§ **Given instruction**
Extract the full review of the Edinburgh Fringe show, reproducing every line word for word.

Photo by Gence Barbar

******
2016 Edinburgh Fringe Show #31
In Fidelity
Rob Drummond

How can one see almost thirty-five shows at the Edinburgh Fringe Festival and not see one complete turkey?  The inevitable finally happened for me in Show #31, even at the revered and consistently reliable Traverse Theatre.  So bad (in my opinion) is this world premiere, that I would have left a few minutes into it; but my and my husband’s seats were positioned such that we would have not only disturbed the entire packed-to-the-gills audience, but would likely have been pulled onto the set and into the abominable show.

Well-known Scottish playwright and actor, Rob Drummond, brings his newest work to the Fringe, created in conjunction with High Tide and Traverse Theatre.  Touted as a gift to his wife for their fifteenth anniversary (maybe he should have gone with the traditional choice of crystal?), In Fidelity is nothing more than a live reality show ... and a bad one, at that.  (Full confession:  I hate reality TV, which I refuse to watch or follow; so how can I be unbiased about this new show?) 

Audience members who are single get to volunteer to be on stage to whittle several volunteers down to two whom Rob judges to be most compatible.  Those two are then the focus for the next hour or so to see if they could possibly be a permanent pair (or at least a one-time date).  The two are subjected to increasingly personal questions about themselves and their love-life preferences (but with always the option not to answer anything they do not want to reveal), to reading the script of a play, to having unscripted conversations with each other in front of a full audience, and other inane (and I pick the word purposefully) assignments given them by Rob the host. 

And, to make matters worse, Rob spices the entire proceeding with his own thoughts and research about love (and his own experience of creating an online dating persona).  He also asks questions of the audience like “What is your definition of love?  To my horror, a number eagerly volunteer to answer him with serious, syrupy-sweet answers -- including a twenty-something guy sitting next to me who by this point, seems to be really emotionally caught up in this contrived mess!

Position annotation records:
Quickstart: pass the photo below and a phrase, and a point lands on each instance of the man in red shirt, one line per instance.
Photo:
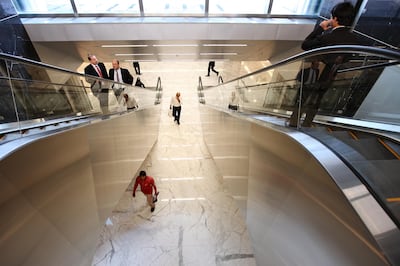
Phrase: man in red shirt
(146, 186)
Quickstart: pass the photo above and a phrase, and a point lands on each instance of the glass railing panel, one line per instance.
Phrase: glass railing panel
(360, 86)
(35, 94)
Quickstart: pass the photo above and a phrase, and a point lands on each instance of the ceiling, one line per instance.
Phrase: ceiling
(165, 40)
(198, 50)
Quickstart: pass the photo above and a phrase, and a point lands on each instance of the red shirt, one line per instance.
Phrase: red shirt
(146, 185)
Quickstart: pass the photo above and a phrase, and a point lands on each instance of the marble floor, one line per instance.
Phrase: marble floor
(196, 221)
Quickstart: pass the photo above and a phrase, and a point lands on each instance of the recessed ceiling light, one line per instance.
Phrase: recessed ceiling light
(225, 45)
(131, 54)
(175, 45)
(123, 45)
(176, 54)
(147, 60)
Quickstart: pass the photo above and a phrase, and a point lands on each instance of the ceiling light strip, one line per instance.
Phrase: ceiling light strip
(175, 45)
(123, 45)
(218, 53)
(225, 45)
(131, 54)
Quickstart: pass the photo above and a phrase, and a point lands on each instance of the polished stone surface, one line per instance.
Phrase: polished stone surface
(196, 220)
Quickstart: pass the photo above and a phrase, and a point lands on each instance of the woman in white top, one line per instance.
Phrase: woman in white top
(233, 102)
(175, 105)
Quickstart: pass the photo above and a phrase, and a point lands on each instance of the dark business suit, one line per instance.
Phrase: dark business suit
(320, 38)
(126, 76)
(338, 36)
(98, 87)
(308, 94)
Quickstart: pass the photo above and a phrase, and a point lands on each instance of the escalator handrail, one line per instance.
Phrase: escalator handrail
(368, 50)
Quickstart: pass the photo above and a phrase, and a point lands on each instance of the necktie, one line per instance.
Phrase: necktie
(99, 71)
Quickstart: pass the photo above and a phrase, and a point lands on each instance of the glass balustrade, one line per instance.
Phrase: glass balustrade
(36, 94)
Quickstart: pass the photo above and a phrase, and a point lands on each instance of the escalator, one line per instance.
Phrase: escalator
(357, 118)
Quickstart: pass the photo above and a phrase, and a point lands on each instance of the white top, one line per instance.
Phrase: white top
(234, 100)
(118, 75)
(174, 101)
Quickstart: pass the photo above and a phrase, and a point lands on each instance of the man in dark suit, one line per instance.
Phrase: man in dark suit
(99, 88)
(97, 69)
(211, 66)
(136, 66)
(334, 31)
(119, 74)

§ **The output**
Photo by Gence Barbar

******
2016 Edinburgh Fringe Show #31
In Fidelity
Rob Drummond

How can one see almost thirty-five shows at the Edinburgh Fringe Festival and not see one complete turkey?  The inevitable finally happened for me in Show #31, even at the revered and consistently reliable Traverse Theatre.  So bad (in my opinion) is this world premiere, that I would have left a few minutes into it; but my and my husband’s seats were positioned such that we would have not only disturbed the entire packed-to-the-gills audience, but would likely have been pulled onto the set and into the abominable show.

Well-known Scottish playwright and actor, Rob Drummond, brings his newest work to the Fringe, created in conjunction with High Tide and Traverse Theatre.  Touted as a gift to his wife for their fifteenth anniversary (maybe he should have gone with the traditional choice of crystal?), In Fidelity is nothing more than a live reality show ... and a bad one, at that.  (Full confession:  I hate reality TV, which I refuse to watch or follow; so how can I be unbiased about this new show?) 

Audience members who are single get to volunteer to be on stage to whittle several volunteers down to two whom Rob judges to be most compatible.  Those two are then the focus for the next hour or so to see if they could possibly be a permanent pair (or at least a one-time date).  The two are subjected to increasingly personal questions about themselves and their love-life preferences (but with always the option not to answer anything they do not want to reveal), to reading the script of a play, to having unscripted conversations with each other in front of a full audience, and other inane (and I pick the word purposefully) assignments given them by Rob the host. 

And, to make matters worse, Rob spices the entire proceeding with his own thoughts and research about love (and his own experience of creating an online dating persona).  He also asks questions of the audience like “What is your definition of love?  To my horror, a number eagerly volunteer to answer him with serious, syrupy-sweet answers -- including a twenty-something guy sitting next to me who by this point, seems to be really emotionally caught up in this contrived mess!